### TEXTE SOURCE

08.11.2024 • LA RECHERCHE ET SA PRATIQUE
Trump le monde
Figure. Connaissez-vous Naomi Oreskes ? Cette historienne des sciences s’est notamment rendue célèbre pour avoir dévoilé la méthode des industries du tabac puis du pétrole pour décrédibiliser les résultats scientifiques les dérangeant. Je vous recommande la lecture des Marchands de doute.
Outre-Atlantique. C’est avec un grand plaisir que nous l’avons écoutée durant une heure ce mercredi – Labos 1point5 l’avait invitée à présenter ses travaux, visiblement ébranlée par les résultats de la présidentielle américaine ayant permis à Donald Trump de reprendre les rênes du pays.

######
### ENTRÉES FOURNIES

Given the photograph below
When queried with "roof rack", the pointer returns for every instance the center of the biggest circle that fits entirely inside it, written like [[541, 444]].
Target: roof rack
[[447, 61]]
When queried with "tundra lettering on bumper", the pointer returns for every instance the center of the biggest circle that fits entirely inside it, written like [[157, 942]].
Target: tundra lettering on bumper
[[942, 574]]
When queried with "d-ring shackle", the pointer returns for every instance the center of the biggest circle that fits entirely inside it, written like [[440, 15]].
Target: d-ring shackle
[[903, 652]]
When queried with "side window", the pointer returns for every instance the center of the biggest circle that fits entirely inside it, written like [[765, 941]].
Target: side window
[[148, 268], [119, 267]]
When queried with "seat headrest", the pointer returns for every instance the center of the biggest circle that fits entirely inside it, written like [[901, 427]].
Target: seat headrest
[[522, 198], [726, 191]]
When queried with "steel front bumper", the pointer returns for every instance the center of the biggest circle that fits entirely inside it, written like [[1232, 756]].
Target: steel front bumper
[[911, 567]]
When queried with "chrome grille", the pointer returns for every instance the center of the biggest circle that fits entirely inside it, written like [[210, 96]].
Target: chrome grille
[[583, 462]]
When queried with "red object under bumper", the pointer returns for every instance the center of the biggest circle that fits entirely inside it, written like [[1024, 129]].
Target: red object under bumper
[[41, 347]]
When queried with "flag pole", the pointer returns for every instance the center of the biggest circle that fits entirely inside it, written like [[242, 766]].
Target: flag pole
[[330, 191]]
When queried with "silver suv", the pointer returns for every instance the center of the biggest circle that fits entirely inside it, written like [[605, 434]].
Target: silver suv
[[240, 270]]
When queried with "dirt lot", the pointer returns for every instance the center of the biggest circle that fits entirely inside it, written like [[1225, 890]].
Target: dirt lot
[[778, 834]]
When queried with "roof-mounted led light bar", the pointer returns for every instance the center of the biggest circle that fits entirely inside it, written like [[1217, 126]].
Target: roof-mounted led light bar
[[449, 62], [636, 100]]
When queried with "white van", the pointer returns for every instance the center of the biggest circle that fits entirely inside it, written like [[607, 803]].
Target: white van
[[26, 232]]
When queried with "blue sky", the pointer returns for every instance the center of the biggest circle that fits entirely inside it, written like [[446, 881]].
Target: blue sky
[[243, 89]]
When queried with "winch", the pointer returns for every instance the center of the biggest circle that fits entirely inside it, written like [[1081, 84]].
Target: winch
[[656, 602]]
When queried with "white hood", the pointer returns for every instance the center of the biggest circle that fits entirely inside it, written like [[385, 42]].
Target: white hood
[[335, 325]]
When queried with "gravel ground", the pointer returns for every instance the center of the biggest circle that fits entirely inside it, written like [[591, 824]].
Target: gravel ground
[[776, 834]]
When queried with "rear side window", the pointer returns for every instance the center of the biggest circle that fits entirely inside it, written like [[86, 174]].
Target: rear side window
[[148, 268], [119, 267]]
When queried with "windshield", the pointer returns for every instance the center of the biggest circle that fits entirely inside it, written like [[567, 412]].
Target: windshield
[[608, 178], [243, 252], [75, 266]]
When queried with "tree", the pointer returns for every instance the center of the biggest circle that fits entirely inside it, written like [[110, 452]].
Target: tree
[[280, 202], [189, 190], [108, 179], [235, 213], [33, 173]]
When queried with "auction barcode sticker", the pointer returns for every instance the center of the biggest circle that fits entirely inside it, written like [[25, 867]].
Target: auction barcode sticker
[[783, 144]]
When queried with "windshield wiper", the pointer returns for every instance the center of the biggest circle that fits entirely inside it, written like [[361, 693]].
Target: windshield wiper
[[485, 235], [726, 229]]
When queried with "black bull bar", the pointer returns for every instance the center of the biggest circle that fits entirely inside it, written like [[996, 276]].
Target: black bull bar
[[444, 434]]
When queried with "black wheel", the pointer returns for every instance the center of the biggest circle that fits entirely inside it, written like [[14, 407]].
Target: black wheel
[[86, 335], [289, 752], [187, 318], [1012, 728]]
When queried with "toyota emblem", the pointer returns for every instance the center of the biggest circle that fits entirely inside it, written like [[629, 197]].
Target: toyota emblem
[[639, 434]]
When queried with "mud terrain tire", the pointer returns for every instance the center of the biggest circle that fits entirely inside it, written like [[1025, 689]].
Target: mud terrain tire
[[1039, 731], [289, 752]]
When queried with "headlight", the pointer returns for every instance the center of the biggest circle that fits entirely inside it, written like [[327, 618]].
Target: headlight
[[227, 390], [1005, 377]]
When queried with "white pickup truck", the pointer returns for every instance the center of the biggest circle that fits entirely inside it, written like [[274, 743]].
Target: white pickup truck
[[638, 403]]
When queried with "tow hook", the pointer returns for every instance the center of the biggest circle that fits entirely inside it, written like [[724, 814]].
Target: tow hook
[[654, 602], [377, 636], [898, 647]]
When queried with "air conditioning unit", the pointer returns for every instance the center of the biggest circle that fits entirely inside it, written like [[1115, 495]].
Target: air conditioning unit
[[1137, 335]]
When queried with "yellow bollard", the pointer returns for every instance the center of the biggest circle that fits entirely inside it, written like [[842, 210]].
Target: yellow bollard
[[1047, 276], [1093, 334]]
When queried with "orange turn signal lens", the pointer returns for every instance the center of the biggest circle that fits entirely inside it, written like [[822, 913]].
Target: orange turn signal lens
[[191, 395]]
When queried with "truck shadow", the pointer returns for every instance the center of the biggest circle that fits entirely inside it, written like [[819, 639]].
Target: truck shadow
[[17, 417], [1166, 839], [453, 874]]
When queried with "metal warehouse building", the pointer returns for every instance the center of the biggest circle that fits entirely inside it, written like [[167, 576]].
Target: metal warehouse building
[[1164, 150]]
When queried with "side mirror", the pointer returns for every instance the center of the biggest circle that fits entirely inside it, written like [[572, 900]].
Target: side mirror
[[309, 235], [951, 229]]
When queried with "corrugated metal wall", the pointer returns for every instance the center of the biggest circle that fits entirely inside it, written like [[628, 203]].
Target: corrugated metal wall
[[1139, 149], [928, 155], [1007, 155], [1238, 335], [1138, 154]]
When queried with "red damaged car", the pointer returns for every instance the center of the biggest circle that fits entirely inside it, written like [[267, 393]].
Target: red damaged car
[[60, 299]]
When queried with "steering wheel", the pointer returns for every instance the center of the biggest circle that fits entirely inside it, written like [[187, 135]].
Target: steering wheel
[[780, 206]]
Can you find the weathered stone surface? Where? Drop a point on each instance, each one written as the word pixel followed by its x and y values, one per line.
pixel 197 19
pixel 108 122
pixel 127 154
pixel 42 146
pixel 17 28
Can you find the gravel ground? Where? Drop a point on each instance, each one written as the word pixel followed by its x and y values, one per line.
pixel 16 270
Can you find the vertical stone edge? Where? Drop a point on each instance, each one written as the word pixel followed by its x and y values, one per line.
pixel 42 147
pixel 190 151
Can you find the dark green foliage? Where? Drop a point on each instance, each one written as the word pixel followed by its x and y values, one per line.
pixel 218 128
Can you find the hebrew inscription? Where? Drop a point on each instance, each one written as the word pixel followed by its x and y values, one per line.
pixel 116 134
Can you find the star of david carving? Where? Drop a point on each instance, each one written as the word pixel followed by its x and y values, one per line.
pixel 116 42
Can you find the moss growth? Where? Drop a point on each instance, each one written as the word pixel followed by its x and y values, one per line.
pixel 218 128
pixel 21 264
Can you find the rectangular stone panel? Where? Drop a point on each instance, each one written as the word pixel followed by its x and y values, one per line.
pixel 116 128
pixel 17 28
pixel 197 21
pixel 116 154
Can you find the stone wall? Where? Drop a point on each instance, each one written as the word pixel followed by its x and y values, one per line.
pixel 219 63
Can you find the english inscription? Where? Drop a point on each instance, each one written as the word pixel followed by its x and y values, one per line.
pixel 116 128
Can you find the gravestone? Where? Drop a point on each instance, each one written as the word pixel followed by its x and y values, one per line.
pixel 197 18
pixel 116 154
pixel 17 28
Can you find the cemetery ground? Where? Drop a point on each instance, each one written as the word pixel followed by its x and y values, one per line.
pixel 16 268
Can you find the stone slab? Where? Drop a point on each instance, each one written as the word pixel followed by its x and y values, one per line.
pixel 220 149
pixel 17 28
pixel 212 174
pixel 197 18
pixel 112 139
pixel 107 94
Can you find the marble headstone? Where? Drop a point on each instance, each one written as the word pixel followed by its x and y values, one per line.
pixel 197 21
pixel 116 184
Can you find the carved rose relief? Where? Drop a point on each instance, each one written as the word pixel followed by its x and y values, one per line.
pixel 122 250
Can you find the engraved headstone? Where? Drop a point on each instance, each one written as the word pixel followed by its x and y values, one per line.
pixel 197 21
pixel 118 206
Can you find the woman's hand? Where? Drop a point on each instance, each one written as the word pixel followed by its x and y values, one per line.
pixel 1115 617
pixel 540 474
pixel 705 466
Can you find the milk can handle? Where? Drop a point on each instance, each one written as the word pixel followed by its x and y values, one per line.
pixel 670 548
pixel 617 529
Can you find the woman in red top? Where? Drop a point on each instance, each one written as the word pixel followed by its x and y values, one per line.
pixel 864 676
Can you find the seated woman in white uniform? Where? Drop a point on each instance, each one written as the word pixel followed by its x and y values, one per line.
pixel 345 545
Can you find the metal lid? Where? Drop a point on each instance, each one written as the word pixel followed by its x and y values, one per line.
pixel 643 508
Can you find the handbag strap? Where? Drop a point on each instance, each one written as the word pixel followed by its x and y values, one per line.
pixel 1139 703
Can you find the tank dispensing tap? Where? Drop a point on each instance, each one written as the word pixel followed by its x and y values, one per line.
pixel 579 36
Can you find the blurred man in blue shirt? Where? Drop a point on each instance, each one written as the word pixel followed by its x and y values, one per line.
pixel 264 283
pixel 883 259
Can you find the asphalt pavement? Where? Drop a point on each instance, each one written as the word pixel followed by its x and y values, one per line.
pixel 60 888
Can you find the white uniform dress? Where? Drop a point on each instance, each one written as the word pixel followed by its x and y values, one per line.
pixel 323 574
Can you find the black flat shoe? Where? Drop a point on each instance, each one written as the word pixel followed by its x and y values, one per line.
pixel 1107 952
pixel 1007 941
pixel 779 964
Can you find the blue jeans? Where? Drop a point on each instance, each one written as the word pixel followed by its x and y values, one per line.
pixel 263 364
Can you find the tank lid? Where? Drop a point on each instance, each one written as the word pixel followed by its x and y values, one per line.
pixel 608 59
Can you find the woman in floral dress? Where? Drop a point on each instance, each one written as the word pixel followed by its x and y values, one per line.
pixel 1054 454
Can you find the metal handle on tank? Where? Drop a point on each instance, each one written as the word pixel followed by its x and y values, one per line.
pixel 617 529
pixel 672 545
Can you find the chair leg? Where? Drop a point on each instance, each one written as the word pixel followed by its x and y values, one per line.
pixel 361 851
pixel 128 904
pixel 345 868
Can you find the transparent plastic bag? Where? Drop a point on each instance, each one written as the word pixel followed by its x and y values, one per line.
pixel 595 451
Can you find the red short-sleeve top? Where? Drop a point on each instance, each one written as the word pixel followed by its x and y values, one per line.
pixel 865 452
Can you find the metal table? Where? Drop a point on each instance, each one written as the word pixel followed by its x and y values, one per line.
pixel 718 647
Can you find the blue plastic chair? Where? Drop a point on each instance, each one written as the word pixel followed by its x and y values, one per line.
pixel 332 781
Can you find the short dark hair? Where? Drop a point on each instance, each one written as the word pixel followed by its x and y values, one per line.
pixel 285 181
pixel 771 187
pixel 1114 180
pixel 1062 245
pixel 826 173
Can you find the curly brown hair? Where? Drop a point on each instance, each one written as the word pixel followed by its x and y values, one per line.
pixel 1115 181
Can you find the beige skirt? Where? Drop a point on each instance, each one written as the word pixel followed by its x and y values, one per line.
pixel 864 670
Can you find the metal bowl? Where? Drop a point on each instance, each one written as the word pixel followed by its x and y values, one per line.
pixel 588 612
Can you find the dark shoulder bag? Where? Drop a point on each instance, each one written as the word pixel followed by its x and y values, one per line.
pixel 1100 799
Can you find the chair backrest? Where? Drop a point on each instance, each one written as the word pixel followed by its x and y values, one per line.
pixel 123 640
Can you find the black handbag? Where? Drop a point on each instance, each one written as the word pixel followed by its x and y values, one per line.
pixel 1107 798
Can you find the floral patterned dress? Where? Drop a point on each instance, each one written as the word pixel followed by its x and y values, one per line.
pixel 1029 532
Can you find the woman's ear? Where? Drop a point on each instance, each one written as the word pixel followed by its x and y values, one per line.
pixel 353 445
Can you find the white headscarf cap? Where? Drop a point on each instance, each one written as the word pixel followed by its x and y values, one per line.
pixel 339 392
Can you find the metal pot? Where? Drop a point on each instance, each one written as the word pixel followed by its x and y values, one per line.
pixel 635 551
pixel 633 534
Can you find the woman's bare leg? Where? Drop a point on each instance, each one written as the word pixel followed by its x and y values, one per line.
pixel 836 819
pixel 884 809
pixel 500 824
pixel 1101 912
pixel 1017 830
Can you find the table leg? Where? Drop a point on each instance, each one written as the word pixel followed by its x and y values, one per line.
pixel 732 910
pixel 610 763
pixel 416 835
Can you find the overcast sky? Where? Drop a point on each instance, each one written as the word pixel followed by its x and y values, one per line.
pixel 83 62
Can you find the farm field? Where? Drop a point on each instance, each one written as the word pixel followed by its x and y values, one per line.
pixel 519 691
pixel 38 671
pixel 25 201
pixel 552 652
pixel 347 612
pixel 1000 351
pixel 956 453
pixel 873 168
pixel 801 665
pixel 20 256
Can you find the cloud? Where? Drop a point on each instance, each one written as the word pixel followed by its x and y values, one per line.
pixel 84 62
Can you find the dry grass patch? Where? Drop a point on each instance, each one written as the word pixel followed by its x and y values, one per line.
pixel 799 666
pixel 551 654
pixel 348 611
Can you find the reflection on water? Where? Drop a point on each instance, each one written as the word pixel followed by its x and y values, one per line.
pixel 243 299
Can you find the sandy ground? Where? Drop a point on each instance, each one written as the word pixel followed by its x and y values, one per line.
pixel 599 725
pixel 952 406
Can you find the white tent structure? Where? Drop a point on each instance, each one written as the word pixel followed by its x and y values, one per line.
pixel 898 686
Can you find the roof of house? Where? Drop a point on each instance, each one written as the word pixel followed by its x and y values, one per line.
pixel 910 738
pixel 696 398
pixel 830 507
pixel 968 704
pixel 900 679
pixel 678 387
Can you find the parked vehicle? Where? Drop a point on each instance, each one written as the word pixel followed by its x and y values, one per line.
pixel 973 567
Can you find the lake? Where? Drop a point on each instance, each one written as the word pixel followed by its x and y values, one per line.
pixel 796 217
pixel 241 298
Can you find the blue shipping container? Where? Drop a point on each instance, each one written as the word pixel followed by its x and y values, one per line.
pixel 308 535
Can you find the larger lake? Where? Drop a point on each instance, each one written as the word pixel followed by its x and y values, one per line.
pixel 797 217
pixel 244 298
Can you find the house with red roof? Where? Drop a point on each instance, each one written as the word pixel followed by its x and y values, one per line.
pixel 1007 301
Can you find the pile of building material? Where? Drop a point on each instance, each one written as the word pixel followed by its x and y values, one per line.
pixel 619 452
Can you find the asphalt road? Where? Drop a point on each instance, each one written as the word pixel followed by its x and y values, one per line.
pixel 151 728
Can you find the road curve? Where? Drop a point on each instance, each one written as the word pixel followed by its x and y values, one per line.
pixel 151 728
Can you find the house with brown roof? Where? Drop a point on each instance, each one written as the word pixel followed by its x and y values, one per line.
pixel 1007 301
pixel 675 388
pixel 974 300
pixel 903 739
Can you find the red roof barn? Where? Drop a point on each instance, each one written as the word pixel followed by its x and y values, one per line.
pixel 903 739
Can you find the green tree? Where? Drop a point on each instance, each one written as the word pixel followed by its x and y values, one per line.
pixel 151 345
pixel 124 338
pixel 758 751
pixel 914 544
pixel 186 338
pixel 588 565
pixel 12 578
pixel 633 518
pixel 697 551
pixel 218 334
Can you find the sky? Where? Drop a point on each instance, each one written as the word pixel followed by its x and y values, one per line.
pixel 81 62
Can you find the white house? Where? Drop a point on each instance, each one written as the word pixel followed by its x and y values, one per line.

######

■ **LISTE DES CONSIGNES**:
1) D'après le texte source, quel organisme avait invité Naomi Oreskes à présenter ses travaux ?
2) Rédigez la suite du texte sur la venue de Naomi Oreskes, à partir de sa dernière phrase.
Les entrées ne servent à rien pour ce travail.

■ **RÉPONSES ATTENDUES**:
1) Labos 1point5.

2)
Vases communicants. Vous pensiez faire gentiment votre boulot en toute objectivité, les politiques décidant ensuite sur cette base factuelle ? Naomi Oreskes a cassé ce mythe avec des exemples flagrants de physiciens influents et climatosceptiques, qui ont scellé les politiques étasuniennes d’inaction climatique.
Place à l’action. Et même lorsqu’on est conscient des enjeux, arrive-t-on à agir ? La question était en fil rouge du colloque de Labos 1point5, collectif qui vise à mesurer et réduire l’empreinte écologique de la recherche. Nous y étions et vous en rapportons les grandes lignes dans notre analyse de la semaine.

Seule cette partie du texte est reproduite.